Task directions — Count the lines in the data below that have "wall" in them, and reply with only that number.

Task inputs —

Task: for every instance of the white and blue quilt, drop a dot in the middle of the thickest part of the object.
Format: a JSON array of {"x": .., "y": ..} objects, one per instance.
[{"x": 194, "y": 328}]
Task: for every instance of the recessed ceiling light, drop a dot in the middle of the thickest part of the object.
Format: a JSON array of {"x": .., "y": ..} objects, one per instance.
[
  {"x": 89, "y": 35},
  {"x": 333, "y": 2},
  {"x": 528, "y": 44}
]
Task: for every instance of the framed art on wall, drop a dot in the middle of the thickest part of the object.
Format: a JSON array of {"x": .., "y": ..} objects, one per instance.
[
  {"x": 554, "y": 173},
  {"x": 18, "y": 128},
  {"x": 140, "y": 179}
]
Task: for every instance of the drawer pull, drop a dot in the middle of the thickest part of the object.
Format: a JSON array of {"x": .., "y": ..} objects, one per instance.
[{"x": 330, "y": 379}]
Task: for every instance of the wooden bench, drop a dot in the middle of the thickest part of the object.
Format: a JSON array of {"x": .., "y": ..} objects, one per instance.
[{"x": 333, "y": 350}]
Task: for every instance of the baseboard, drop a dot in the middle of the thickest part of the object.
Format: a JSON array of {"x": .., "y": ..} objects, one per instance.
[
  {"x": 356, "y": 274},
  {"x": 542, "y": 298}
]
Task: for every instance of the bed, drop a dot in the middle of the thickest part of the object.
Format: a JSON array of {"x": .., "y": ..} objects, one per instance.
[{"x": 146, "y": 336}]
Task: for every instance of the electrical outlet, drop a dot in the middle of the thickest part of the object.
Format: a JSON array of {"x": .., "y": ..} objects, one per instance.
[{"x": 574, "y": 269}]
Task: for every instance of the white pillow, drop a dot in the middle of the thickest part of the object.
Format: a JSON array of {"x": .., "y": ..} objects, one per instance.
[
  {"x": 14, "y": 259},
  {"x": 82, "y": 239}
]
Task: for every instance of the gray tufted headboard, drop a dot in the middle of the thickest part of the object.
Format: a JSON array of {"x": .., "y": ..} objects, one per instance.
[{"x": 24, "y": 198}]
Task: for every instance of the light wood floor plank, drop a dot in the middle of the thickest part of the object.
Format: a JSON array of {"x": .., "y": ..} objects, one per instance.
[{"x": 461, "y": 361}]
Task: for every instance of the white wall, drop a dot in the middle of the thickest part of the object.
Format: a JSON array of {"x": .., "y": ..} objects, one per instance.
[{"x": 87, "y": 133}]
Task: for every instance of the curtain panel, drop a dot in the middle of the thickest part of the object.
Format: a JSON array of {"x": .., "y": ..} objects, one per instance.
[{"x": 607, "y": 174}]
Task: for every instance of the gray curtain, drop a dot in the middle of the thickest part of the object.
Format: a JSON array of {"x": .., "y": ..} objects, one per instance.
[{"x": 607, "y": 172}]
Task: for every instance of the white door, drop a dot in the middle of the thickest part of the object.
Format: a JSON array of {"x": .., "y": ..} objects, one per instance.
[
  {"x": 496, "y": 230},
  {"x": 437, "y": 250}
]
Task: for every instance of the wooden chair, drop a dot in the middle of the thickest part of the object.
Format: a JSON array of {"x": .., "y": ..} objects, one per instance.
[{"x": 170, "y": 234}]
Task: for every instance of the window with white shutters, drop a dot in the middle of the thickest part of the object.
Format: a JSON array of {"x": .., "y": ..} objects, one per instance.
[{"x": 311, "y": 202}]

Answer section — 2